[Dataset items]

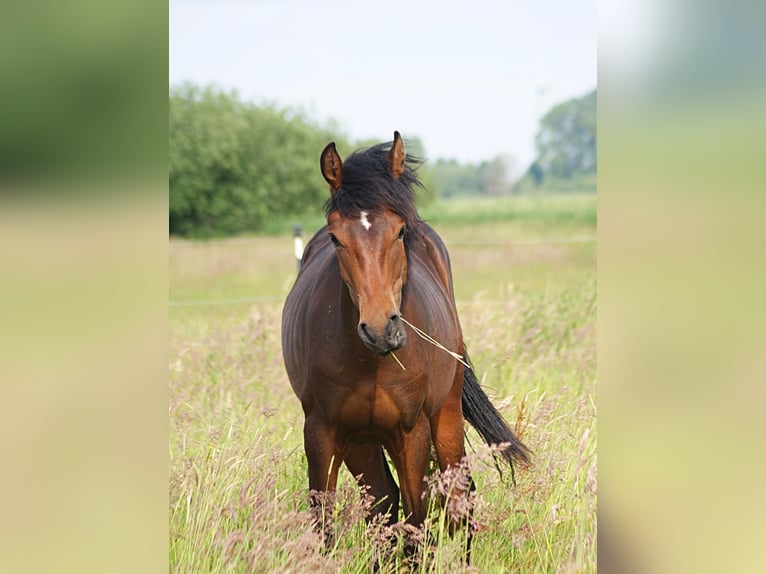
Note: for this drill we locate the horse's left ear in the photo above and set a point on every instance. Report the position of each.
(397, 156)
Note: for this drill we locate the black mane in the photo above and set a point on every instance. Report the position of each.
(368, 185)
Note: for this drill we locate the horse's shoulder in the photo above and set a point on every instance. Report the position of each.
(434, 253)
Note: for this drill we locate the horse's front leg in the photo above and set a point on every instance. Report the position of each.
(324, 457)
(410, 453)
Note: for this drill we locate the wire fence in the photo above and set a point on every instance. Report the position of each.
(281, 298)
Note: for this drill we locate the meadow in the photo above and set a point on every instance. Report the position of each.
(525, 280)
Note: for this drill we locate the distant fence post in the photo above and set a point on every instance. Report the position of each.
(298, 244)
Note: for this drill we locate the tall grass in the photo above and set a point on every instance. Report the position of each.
(238, 486)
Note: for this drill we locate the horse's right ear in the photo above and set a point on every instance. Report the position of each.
(332, 167)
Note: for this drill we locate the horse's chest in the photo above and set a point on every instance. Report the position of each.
(379, 408)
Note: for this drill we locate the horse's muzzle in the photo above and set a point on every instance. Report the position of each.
(390, 337)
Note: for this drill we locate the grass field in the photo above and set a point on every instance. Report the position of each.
(524, 272)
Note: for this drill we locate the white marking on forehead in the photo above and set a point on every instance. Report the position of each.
(365, 222)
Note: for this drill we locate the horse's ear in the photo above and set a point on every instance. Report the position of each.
(397, 156)
(332, 167)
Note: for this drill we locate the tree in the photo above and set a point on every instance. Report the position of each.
(566, 140)
(235, 164)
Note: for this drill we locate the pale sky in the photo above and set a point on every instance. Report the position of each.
(470, 78)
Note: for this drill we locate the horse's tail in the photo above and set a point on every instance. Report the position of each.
(479, 411)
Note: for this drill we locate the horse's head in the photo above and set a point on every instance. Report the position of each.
(370, 247)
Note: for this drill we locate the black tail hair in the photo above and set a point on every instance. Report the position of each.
(479, 411)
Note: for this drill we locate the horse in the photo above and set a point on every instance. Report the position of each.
(364, 383)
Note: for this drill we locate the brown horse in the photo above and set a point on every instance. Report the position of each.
(364, 384)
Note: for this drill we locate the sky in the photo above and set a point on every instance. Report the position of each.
(471, 79)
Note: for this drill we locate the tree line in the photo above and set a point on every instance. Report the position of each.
(234, 164)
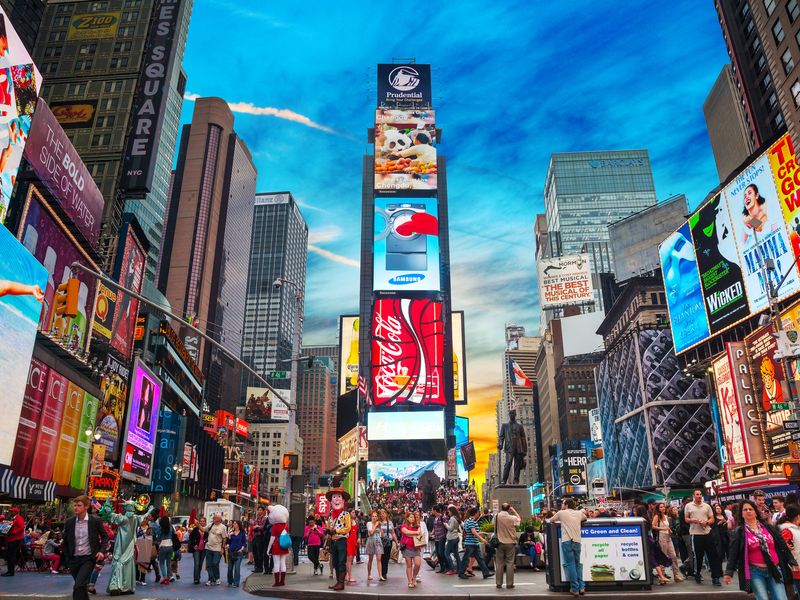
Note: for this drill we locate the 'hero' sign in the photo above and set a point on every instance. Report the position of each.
(148, 107)
(565, 280)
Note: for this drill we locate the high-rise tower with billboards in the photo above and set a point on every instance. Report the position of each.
(407, 329)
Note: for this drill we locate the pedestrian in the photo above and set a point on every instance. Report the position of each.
(85, 541)
(700, 518)
(197, 547)
(388, 539)
(279, 519)
(374, 545)
(453, 527)
(237, 547)
(505, 530)
(14, 539)
(164, 533)
(313, 534)
(571, 520)
(662, 529)
(259, 542)
(472, 539)
(215, 546)
(411, 542)
(758, 553)
(339, 525)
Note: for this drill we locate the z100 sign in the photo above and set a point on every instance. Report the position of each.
(407, 352)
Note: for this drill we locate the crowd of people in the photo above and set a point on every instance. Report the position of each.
(758, 542)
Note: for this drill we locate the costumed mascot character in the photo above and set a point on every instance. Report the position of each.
(123, 564)
(279, 519)
(339, 528)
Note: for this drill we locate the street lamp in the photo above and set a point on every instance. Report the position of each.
(298, 326)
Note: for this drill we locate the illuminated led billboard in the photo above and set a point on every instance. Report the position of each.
(406, 250)
(405, 150)
(407, 352)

- **Aim of the task**:
Please set down each line of the data above exactly as written, without the pictures.

- **Answer to this problem**:
Note: for this drill we locate the horse's left ear in the photo above and set a point on every instance. Report the position of each.
(397, 156)
Note: for this drill we locate the black mane in the photo above and set a point on every instance. Report the position of each.
(368, 185)
Note: for this drill we locate the horse's shoulder in the photo above and set a point on every instance. Report the position of each.
(434, 253)
Note: for this drill we locate the horse's front leg in the photo above and set a point on every instance. Report the position of each.
(324, 457)
(410, 453)
Note: for this drill we locate the wire fence in the photo above and set a point on every instance. Report the position of each.
(281, 298)
Note: for this drill we locate the meadow in the photo above and set a point on every instance. Report the position of each.
(525, 280)
Note: for this drill we locate the distant fence post in the photo above and set a point on every instance. Report the position of each.
(298, 244)
Note: for this drill we locate the tall grass in the photo above and set a point on every instance. Report the position of each.
(238, 486)
Note: for this drill we locate the horse's right ear in the photo above and set a point on every instance. Report the position of each.
(332, 167)
Note: for this drill we locate the horse's chest in the photo above and set a point on every instance. Report the position of each.
(379, 408)
Note: for this drill we locate the horse's muzzle in the photo above and set a point on every instance. Report the position of each.
(390, 337)
Note: for this drill we locate the grass field in the photo above and set a point on every instance. Report the position of each.
(524, 272)
Note: for this drill we locate the white marking on forehead in the photo above and set a point on every instance. Report the position of each.
(365, 222)
Note: for this drill we locate the horse's ear in the photo above and set a point on every instance. Report the position of each.
(397, 156)
(332, 167)
Note: for this drill we locate the tree in the photo above and set a point on every instance. Report the position of each.
(566, 140)
(235, 164)
Note: for this drill we locate the pale sky in the photo above and set a point on every instance. Report the position of each.
(470, 78)
Note: for this drill we locate the horse's tail in the photo above and set a point on every instance. Report the position of each.
(479, 411)
Note: for this drill we locate the horse's head in the photo above and set a point on every instance. Report the position of each.
(370, 247)
Note: for this drill we locate the black tail hair in the photo above and set a point on every instance. Report the position of each.
(479, 411)
Note: for this drill we locate the horse in the photo above and set a point on every instance. Report the position of each.
(364, 383)
Note: for this drill we locate the brown horse in the photo above and set a point on every instance. Report the position of each.
(364, 384)
Note: for this drill we locate the sky in the photo above and set a point on every instance. Report the position of each.
(471, 79)
Note: for this drill we locate the tree line in the photo above and set a point on every instance. Report the position of each.
(234, 164)
Note: for this drill we locate the 'hero' sign in the photo above and set a point on every instance. Report the position of each.
(148, 107)
(565, 280)
Note: for this drill we locate the high-rise tower with billboards in the photo above and set a point on every instance. Report the position of each.
(407, 329)
Note: for this drill we locate the pedestrian in the photo above and set a point on every instance. Report the position of each.
(85, 541)
(700, 518)
(197, 547)
(388, 539)
(279, 519)
(374, 545)
(453, 527)
(237, 547)
(505, 530)
(14, 539)
(164, 533)
(313, 534)
(571, 520)
(662, 529)
(259, 542)
(472, 539)
(215, 546)
(411, 542)
(758, 553)
(339, 525)
Note: for this drill we locate the z100 sign in the photo above and set a point on every instance. Report the position of each.
(407, 352)
Note: for this drill we locate the crowd of people in the photo above and set a point on every instance. Report the position of each.
(758, 542)
Note: for this drill we locate the costumed mascot character in the photo above and set a point on every instance. Report the position of each.
(123, 564)
(279, 519)
(339, 528)
Note: for this drill we locate the street lamp in the photo above and set a point on every instance. Report the position of each.
(298, 326)
Note: for this drill we locate the illuminated led billboard in the photo above and set a point on every instance. Report the position of each.
(406, 250)
(405, 150)
(407, 352)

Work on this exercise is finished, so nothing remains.